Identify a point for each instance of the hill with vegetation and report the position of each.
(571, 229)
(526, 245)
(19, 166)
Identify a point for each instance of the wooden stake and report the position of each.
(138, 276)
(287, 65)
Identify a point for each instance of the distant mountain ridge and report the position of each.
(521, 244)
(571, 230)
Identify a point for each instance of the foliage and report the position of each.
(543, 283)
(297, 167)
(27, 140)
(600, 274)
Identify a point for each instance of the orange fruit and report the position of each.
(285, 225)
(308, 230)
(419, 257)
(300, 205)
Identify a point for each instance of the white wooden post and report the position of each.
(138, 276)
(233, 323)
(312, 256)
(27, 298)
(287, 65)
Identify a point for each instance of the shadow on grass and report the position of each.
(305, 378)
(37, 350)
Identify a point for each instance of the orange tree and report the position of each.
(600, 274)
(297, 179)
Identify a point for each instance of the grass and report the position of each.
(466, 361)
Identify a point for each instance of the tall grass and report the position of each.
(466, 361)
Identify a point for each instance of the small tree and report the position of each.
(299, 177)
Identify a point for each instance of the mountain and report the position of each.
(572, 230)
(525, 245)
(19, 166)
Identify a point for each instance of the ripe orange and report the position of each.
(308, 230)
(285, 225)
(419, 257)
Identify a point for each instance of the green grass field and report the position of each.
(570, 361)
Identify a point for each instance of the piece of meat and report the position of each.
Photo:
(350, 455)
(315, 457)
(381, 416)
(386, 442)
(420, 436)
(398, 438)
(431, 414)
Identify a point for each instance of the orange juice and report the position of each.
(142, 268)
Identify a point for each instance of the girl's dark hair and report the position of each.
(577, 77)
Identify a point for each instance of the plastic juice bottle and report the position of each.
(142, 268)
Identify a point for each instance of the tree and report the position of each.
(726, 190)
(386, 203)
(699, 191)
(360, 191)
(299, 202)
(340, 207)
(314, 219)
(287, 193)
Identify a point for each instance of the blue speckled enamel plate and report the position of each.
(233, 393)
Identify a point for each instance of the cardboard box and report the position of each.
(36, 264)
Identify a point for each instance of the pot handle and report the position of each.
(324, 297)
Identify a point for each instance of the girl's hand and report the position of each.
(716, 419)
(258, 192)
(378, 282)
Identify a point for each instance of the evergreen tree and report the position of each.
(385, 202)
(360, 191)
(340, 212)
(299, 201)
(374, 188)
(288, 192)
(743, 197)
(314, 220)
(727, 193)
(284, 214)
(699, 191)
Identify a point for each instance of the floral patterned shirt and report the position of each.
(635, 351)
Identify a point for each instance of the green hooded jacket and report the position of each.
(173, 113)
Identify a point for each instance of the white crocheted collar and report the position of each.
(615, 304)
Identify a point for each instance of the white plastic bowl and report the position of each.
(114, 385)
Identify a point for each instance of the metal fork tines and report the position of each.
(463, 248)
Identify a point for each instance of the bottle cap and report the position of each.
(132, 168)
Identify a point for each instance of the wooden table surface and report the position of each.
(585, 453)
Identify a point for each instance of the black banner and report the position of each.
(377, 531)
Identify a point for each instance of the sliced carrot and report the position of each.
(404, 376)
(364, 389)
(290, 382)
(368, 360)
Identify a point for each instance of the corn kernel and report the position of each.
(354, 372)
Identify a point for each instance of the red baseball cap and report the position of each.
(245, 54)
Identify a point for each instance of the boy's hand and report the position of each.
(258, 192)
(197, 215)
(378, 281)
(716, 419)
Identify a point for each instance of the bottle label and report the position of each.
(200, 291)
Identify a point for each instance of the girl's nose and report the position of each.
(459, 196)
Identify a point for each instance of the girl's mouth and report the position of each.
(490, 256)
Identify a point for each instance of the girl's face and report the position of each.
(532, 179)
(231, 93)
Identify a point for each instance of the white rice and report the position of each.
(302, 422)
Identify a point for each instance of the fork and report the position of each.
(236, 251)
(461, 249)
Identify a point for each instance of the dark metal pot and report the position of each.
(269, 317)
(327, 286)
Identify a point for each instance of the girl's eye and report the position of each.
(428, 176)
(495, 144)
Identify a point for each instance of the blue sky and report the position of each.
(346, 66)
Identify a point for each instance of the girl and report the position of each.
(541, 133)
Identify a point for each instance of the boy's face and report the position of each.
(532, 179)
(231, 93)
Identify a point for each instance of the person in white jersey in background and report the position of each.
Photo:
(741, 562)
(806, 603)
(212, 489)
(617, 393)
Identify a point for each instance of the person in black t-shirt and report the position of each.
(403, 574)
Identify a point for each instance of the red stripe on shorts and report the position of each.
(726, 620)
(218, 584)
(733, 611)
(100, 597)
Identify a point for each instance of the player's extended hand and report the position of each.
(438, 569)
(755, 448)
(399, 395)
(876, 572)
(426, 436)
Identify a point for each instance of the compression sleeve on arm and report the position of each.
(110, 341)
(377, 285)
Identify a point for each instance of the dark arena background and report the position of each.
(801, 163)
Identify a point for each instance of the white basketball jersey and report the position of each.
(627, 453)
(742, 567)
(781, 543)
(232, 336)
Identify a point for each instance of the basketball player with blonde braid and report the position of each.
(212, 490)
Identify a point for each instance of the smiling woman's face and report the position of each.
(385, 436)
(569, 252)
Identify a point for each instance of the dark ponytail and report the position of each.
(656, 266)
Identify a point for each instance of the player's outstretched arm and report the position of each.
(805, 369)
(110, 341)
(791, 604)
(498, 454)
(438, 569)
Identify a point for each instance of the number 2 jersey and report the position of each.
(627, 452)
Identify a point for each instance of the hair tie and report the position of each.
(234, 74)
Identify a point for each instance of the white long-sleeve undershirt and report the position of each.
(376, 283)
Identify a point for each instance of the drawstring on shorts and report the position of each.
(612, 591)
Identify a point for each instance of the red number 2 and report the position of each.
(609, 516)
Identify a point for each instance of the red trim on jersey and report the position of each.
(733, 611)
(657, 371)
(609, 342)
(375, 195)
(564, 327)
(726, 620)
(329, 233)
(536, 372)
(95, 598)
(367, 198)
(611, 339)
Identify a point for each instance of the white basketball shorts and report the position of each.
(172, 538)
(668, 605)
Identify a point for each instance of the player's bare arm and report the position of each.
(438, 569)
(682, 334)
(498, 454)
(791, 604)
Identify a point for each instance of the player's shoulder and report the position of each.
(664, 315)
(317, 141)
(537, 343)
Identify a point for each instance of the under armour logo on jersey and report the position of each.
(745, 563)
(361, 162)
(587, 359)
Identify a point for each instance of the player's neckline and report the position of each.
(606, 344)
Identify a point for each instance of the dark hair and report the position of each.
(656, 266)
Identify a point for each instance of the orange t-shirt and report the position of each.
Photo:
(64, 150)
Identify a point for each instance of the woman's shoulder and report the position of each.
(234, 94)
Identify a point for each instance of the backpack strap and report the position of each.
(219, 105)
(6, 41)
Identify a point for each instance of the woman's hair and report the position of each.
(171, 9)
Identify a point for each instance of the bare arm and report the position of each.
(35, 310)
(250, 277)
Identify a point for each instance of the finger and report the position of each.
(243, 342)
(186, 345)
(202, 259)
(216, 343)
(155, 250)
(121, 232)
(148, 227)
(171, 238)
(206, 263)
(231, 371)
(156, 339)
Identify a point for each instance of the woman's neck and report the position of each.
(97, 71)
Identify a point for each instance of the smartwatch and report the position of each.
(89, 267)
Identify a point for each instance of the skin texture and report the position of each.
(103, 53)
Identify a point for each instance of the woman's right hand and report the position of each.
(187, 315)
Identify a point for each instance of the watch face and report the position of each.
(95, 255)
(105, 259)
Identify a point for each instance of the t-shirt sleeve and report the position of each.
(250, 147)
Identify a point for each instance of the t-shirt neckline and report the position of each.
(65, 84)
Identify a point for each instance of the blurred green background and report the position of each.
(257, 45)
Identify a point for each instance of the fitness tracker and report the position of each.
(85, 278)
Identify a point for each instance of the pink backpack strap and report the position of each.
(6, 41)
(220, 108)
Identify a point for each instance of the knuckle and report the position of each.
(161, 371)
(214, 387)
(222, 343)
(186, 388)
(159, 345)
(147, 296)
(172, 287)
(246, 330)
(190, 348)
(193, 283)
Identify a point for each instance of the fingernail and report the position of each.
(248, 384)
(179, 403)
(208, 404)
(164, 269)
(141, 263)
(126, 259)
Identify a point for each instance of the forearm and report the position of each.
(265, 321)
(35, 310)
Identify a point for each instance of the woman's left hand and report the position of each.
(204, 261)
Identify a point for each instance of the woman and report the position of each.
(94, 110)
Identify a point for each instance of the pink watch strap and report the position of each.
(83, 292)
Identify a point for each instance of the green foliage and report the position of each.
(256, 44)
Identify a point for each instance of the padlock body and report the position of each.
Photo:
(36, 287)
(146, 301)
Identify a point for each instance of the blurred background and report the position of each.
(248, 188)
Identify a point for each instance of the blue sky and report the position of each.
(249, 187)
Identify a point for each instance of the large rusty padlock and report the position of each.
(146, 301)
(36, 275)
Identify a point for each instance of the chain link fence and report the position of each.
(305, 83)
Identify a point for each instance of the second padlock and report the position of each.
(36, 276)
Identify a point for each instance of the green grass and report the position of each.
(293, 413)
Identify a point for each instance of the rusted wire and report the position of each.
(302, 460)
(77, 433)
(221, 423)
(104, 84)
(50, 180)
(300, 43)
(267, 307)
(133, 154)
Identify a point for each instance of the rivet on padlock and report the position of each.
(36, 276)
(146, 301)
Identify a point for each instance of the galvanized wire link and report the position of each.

--------------------------------

▶ **TASK DIRECTIONS**:
Send back exactly the lines from the line with "Identify a point for each instance of the woman's left" through the end of the records.

▶ **TASK RESPONSE**:
Identify a point for each instance of the woman's left hand and report the position of each.
(204, 261)
Identify a point for each instance of the woman and report the position of each.
(94, 110)
Identify a point for each instance of the pink watch strap and report the position of each.
(83, 292)
Identify a point for each instance of the green foliage and report the position of each.
(256, 44)
Identify a point for each instance of the padlock body and report the position of each.
Photo:
(36, 287)
(146, 301)
Identify a point for each instance of the blurred background and report the position of each.
(248, 188)
Identify a point for each instance of the blue sky and report the position of each.
(249, 187)
Identify a point for each instance of the large rusty padlock and report the position of each.
(146, 301)
(36, 275)
Identify a point for each instance of the chain link fence and report the position of each.
(305, 83)
Identify a point for each instance of the second padlock and report the position of each.
(36, 276)
Identify a point for each instance of the green grass and report the position of each.
(293, 413)
Identify a point for each instance of the rusted wire and report the position of each.
(302, 460)
(77, 433)
(221, 423)
(104, 84)
(50, 180)
(300, 43)
(267, 307)
(133, 154)
Identify a point for each instance of the rivet on padlock and report the position of each.
(36, 276)
(146, 301)
Identify a point for each instance of the galvanized wire link and report the position of each.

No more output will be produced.